** BEGIN THE INPUT **
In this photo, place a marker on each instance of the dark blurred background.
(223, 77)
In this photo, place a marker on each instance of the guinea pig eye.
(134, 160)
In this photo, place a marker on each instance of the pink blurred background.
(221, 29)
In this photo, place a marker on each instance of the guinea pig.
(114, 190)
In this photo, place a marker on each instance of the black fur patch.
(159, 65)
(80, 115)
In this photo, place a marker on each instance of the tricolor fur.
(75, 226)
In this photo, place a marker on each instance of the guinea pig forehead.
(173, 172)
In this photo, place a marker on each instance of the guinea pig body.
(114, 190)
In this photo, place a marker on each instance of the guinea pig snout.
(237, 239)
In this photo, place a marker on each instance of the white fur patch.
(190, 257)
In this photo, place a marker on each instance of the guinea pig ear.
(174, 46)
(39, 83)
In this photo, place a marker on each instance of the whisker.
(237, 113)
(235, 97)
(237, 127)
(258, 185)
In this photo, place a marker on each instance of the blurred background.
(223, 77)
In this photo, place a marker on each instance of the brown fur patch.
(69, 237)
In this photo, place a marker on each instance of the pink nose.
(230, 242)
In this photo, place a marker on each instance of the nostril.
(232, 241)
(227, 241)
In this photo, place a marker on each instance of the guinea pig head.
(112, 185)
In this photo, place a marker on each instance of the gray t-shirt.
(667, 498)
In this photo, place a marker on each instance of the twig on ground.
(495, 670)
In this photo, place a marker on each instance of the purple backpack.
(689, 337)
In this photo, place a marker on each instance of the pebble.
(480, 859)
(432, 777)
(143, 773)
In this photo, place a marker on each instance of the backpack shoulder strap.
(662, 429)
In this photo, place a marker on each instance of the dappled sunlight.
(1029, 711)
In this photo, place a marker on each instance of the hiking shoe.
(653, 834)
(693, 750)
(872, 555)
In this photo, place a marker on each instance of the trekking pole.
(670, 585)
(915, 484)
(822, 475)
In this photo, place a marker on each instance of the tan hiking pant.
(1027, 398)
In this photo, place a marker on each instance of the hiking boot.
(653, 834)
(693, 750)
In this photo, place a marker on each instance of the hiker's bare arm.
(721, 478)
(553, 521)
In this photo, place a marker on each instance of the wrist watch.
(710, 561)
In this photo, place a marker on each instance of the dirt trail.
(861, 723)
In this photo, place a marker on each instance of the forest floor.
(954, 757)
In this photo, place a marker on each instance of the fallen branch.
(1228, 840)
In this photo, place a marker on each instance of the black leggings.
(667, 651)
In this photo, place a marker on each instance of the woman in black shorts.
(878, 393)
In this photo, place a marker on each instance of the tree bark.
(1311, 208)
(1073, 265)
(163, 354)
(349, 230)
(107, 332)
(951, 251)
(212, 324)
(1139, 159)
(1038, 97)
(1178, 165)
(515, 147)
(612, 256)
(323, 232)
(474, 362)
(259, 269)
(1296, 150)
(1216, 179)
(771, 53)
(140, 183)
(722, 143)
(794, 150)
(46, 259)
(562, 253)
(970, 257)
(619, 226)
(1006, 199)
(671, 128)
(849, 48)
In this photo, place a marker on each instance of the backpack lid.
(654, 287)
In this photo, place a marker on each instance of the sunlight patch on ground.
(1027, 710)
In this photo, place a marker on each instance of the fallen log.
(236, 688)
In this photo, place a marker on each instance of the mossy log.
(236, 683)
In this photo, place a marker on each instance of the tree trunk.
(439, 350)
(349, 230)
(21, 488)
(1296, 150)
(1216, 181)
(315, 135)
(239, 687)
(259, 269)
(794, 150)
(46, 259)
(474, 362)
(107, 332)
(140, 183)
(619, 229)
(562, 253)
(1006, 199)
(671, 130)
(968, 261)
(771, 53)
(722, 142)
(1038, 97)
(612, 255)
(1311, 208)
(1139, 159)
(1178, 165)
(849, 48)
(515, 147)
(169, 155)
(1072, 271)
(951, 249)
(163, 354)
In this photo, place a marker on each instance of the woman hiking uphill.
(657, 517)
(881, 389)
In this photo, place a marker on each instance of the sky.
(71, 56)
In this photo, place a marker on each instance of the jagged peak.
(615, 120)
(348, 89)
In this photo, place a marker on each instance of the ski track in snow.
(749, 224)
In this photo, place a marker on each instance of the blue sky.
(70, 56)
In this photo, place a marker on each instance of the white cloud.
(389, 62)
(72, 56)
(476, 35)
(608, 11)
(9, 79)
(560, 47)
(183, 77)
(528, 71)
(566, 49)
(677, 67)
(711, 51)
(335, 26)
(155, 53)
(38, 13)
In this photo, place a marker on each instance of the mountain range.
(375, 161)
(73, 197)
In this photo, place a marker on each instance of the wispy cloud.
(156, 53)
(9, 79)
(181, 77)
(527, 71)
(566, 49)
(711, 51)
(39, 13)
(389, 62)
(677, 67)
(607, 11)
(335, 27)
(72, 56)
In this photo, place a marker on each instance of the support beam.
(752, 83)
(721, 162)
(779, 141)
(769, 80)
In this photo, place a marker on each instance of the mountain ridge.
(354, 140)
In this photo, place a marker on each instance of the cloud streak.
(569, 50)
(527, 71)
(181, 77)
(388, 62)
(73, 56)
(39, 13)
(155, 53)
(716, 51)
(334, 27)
** END THE INPUT **
PROBLEM DETAILS: Recast all of the material above as a numbered list, one line per item, leaving out any blank lines.

THE REPLY:
1. In this photo, place a marker on each instance of the dark blurred background.
2. (223, 77)
3. In this photo, place a marker on each instance of the guinea pig eye.
4. (134, 160)
5. In this photo, place a marker on each instance of the pink blurred background.
6. (221, 29)
7. In this photo, place a marker on each instance of the guinea pig.
8. (114, 190)
9. In this photo, place a marker on each instance of the black fur patch.
10. (159, 65)
11. (80, 115)
12. In this photo, place a marker on each instance of the tricolor fur.
13. (75, 226)
14. In this photo, place a marker on each instance of the guinea pig forehead.
15. (173, 172)
16. In this photo, place a marker on each instance of the guinea pig body.
17. (114, 190)
18. In this photo, place a marker on each instance of the guinea pig snout.
19. (237, 239)
20. In this photo, place a marker on each instance of the white fur patch.
21. (190, 257)
22. In this photo, place a marker on each instance of the guinea pig ear.
23. (174, 46)
24. (39, 83)
25. In this photo, place a marker on each instance of the whisker.
26. (237, 113)
27. (235, 97)
28. (237, 127)
29. (258, 185)
30. In this photo, place a marker on each instance of the blurred background.
31. (223, 77)
32. In this photo, place a marker on each instance of the brown fur patch.
33. (69, 237)
34. In this photo, place a marker on each instance of the pink nose.
35. (230, 242)
36. In this photo, place a marker on each instance of the nostril.
37. (232, 241)
38. (227, 241)
39. In this photo, place a marker on each instance of the guinea pig head.
40. (112, 185)
41. In this photo, place a marker on each instance of the gray t-shirt.
42. (667, 498)
43. In this photo, place a marker on each instance of the twig on ground.
44. (495, 670)
45. In this photo, place a marker on each instance of the purple backpack.
46. (689, 337)
47. In this photo, place a marker on each instance of the pebble.
48. (480, 859)
49. (432, 777)
50. (143, 773)
51. In this photo, place a marker on each instance of the backpack shoulder strap.
52. (662, 429)
53. In this photo, place a marker on each instance of the dappled sunlight.
54. (1029, 711)
55. In this photo, place a marker on each instance of the hiking shoe.
56. (653, 834)
57. (693, 750)
58. (872, 555)
59. In this photo, place a marker on each instance of the trekking pole.
60. (670, 585)
61. (915, 484)
62. (822, 475)
63. In this photo, place a marker on each instance of the tan hiking pant.
64. (1027, 398)
65. In this photo, place a marker on each instance of the hiking boot.
66. (653, 834)
67. (693, 750)
68. In this photo, place a marker on each instance of the hiker's bare arm.
69. (721, 478)
70. (553, 521)
71. In this photo, place a marker on each instance of the wrist watch.
72. (710, 561)
73. In this photo, place a marker on each instance of the dirt trail.
74. (861, 723)
75. In this photo, place a marker on each instance of the forest floor.
76. (954, 757)
77. In this photo, place a marker on each instance of the fallen branch.
78. (1228, 840)
79. In this photo, place a marker on each instance of the black leggings.
80. (667, 651)
81. In this photo, place a marker on each instance of the woman in black shorts.
82. (878, 393)
83. In this photo, place a marker on each instance of the tree bark.
84. (1311, 208)
85. (1073, 265)
86. (163, 354)
87. (349, 230)
88. (107, 332)
89. (951, 251)
90. (212, 324)
91. (1139, 159)
92. (1038, 97)
93. (1178, 165)
94. (515, 147)
95. (612, 256)
96. (323, 232)
97. (474, 362)
98. (259, 269)
99. (1296, 150)
100. (1216, 179)
101. (771, 53)
102. (140, 183)
103. (722, 143)
104. (794, 150)
105. (46, 259)
106. (562, 253)
107. (970, 257)
108. (619, 226)
109. (1006, 199)
110. (671, 128)
111. (849, 48)
112. In this photo, place a marker on each instance of the backpack lid.
113. (654, 287)
114. In this photo, place a marker on each instance of the sunlight patch on ground.
115. (1027, 710)
116. In this photo, place a marker on each instance of the fallen log.
117. (236, 688)
118. In this photo, place a marker on each instance of the mossy log.
119. (236, 683)
120. In this photo, place a marker on each instance of the tree trunk.
121. (439, 350)
122. (349, 230)
123. (21, 488)
124. (1296, 150)
125. (1216, 181)
126. (315, 135)
127. (239, 687)
128. (259, 269)
129. (794, 150)
130. (46, 259)
131. (474, 362)
132. (107, 332)
133. (140, 183)
134. (619, 229)
135. (562, 253)
136. (1006, 199)
137. (671, 130)
138. (968, 261)
139. (771, 53)
140. (722, 142)
141. (1038, 97)
142. (612, 255)
143. (1311, 208)
144. (1139, 159)
145. (1178, 165)
146. (849, 48)
147. (515, 147)
148. (169, 155)
149. (1072, 271)
150. (951, 249)
151. (163, 354)
152. In this photo, place a marker on each instance of the woman hiking uphill.
153. (657, 517)
154. (881, 389)
155. In this photo, place a marker on each instance of the sky.
156. (71, 56)
157. In this photo, place a marker on each instance of the jagged peak.
158. (615, 120)
159. (348, 89)
160. In this photo, place a marker on each instance of the ski track in snow.
161. (749, 224)
162. In this photo, place a marker on each instance of the blue sky.
163. (70, 56)
164. In this photo, place a marker on each instance of the white cloud.
165. (389, 62)
166. (72, 56)
167. (476, 35)
168. (608, 11)
169. (9, 79)
170. (560, 47)
171. (183, 77)
172. (528, 71)
173. (566, 49)
174. (677, 67)
175. (711, 51)
176. (335, 26)
177. (155, 53)
178. (38, 13)
179. In this photo, place a marker on each instance of the mountain range.
180. (375, 161)
181. (73, 197)
182. In this photo, place a marker on each instance of the wispy cloud.
183. (156, 53)
184. (9, 79)
185. (181, 77)
186. (527, 71)
187. (566, 49)
188. (711, 51)
189. (39, 13)
190. (389, 62)
191. (677, 67)
192. (607, 11)
193. (335, 27)
194. (72, 56)
195. In this photo, place a marker on each instance of the support beam.
196. (752, 83)
197. (721, 162)
198. (779, 141)
199. (769, 80)
200. In this photo, place a marker on each instance of the mountain ridge.
201. (354, 140)
202. In this photo, place a marker on each instance of the cloud streak.
203. (569, 50)
204. (527, 71)
205. (181, 77)
206. (388, 62)
207. (73, 56)
208. (39, 13)
209. (155, 53)
210. (716, 51)
211. (334, 27)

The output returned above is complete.